Alıntılanan satırlar:
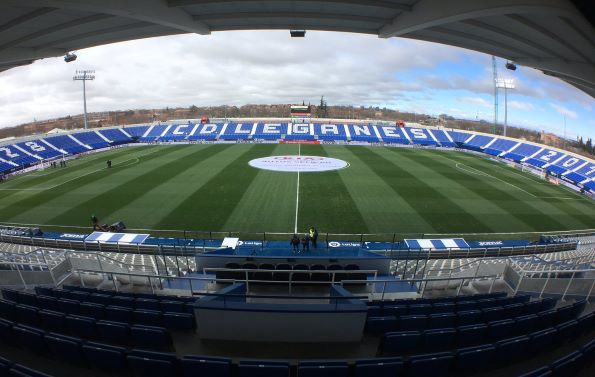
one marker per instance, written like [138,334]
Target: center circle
[304,164]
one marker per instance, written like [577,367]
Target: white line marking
[297,193]
[479,172]
[117,165]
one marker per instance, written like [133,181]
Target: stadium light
[505,84]
[84,76]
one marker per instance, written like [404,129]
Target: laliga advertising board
[298,163]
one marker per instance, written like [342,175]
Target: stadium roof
[555,36]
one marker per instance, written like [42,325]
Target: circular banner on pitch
[304,164]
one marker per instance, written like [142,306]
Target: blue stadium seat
[378,367]
[469,317]
[567,366]
[442,320]
[263,369]
[498,330]
[567,331]
[192,366]
[99,298]
[539,372]
[471,334]
[6,334]
[178,321]
[53,321]
[439,339]
[586,323]
[19,370]
[412,322]
[380,325]
[173,307]
[69,306]
[542,340]
[26,314]
[401,342]
[113,332]
[81,326]
[323,369]
[7,309]
[90,309]
[511,349]
[29,338]
[151,337]
[119,314]
[435,364]
[123,301]
[105,357]
[147,304]
[472,359]
[26,298]
[65,348]
[48,302]
[148,317]
[152,364]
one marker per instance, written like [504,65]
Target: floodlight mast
[84,75]
[505,84]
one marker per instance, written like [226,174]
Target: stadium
[166,248]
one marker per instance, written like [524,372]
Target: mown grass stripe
[382,206]
[149,209]
[559,214]
[45,198]
[121,195]
[210,206]
[325,202]
[268,203]
[436,208]
[494,192]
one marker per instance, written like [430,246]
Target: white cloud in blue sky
[270,67]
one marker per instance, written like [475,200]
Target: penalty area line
[297,193]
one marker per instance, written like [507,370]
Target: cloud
[564,111]
[477,101]
[526,106]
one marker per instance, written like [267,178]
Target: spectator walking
[295,243]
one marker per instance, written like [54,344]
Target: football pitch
[212,188]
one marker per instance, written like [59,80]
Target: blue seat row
[434,300]
[88,328]
[378,325]
[568,365]
[47,298]
[398,309]
[59,309]
[408,342]
[8,368]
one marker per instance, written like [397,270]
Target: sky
[265,67]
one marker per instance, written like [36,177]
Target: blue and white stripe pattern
[106,237]
[437,244]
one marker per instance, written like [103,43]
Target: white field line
[479,172]
[118,165]
[297,193]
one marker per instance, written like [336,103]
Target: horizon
[434,79]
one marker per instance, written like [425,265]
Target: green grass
[212,188]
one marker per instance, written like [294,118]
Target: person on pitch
[306,243]
[94,221]
[295,243]
[314,236]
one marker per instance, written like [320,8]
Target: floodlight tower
[84,76]
[505,84]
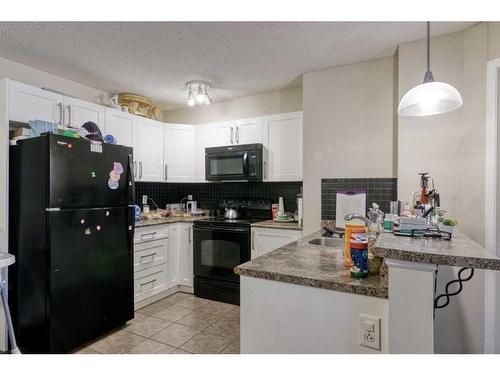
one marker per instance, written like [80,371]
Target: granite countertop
[312,265]
[461,251]
[168,220]
[276,225]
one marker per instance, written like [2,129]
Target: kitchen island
[300,299]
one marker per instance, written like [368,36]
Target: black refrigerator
[71,227]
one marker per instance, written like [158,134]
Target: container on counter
[349,230]
[359,256]
[389,222]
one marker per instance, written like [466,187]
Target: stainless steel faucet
[355,215]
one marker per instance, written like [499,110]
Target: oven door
[226,166]
[217,250]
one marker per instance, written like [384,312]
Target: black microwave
[234,163]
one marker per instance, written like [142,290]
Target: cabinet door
[120,125]
[186,255]
[28,103]
[265,240]
[283,142]
[173,255]
[222,134]
[248,131]
[203,139]
[179,153]
[77,112]
[148,145]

Verilen görev:
Yukarıdaki satırların tamamını "Target" geçen her yerde "Label" yazarak düzenle, gerisine dokunma. Yanıta resimleri koyma.

Alıştırmanın yanıtı:
one marker per instance, written like [138,334]
Label: center circle
[304,164]
one marker per instance, written like [577,367]
Label: white line marking
[297,193]
[479,172]
[117,165]
one marker per instance, written like [133,181]
Label: stadium light
[505,84]
[84,76]
one marker per instance, written like [404,129]
Label: laliga advertising board
[298,163]
one marker per instance, written like [342,175]
Label: stadium roof
[555,36]
one marker per instance, written like [42,325]
Label: circular banner on pitch
[304,164]
one marker per instance, written like [142,306]
Label: blue stadium seat
[378,367]
[469,317]
[567,366]
[442,320]
[263,369]
[498,330]
[567,331]
[192,366]
[99,298]
[539,372]
[471,334]
[6,334]
[178,321]
[53,321]
[439,339]
[586,323]
[19,370]
[412,322]
[380,325]
[173,307]
[69,306]
[542,340]
[26,314]
[401,342]
[113,332]
[81,326]
[323,369]
[7,309]
[90,309]
[511,349]
[29,338]
[151,337]
[119,314]
[435,364]
[123,301]
[105,357]
[147,304]
[472,359]
[26,298]
[65,348]
[48,302]
[148,317]
[152,364]
one marker per instance, written like [504,65]
Label: floodlight mast
[84,75]
[505,84]
one marker per instance, written like [226,174]
Label: stadium
[166,248]
one marker per instance, written like [524,372]
Label: mown grass stripe
[382,206]
[149,209]
[559,214]
[45,198]
[121,195]
[210,206]
[325,202]
[268,203]
[436,208]
[494,192]
one marker per instance, written like [430,246]
Label: white cloud in blue sky
[270,67]
one marker per instance, written like [475,200]
Label: penalty area line
[297,193]
one marker per instance, written like [507,370]
Label: cloud
[564,111]
[477,101]
[526,106]
one marker per instance, written like [267,178]
Label: spectator walking
[295,243]
one marker per instance, written like [54,344]
Label: football pitch
[212,188]
one marker per instance, written like [59,80]
Label: blue seat row
[434,300]
[88,328]
[378,325]
[568,365]
[47,298]
[398,309]
[59,309]
[408,342]
[8,368]
one marker per instance, written like [397,270]
Label: sky
[265,67]
one marker per instance, written like [36,177]
Label: blue and white stripe pattern
[106,237]
[437,244]
one marker per instance, written like [103,43]
Label: white field line
[479,172]
[118,165]
[297,193]
one marker per instance, written like [336,103]
Label: horizon
[434,79]
one marker per instance, written like [425,265]
Label: green grass
[212,188]
one marker per instance, written like [294,118]
Label: person on pitch
[306,243]
[94,221]
[295,243]
[314,236]
one marker per instance, written like [320,8]
Label: floodlight tower
[84,76]
[505,84]
one marker per instance, written like [80,371]
Label: granite countertop
[312,265]
[461,251]
[168,220]
[276,225]
one marker per instance, written like [2,129]
Label: kitchen island
[300,299]
one marker per instance, written like [368,36]
Label: black refrigerator
[71,227]
one marker per instance, written like [158,134]
Label: container on counter
[349,230]
[359,256]
[389,222]
one marker per instance, written like [466,187]
Label: stainless steel faucet
[355,215]
one marker per instance, written like [499,110]
Label: oven door
[226,166]
[217,250]
one marker per instance, written like [384,312]
Label: black microwave
[234,163]
one marker per instance, written like [142,290]
Label: cabinet door
[120,125]
[186,255]
[28,103]
[265,240]
[283,142]
[173,255]
[222,134]
[248,131]
[203,139]
[179,153]
[77,112]
[148,145]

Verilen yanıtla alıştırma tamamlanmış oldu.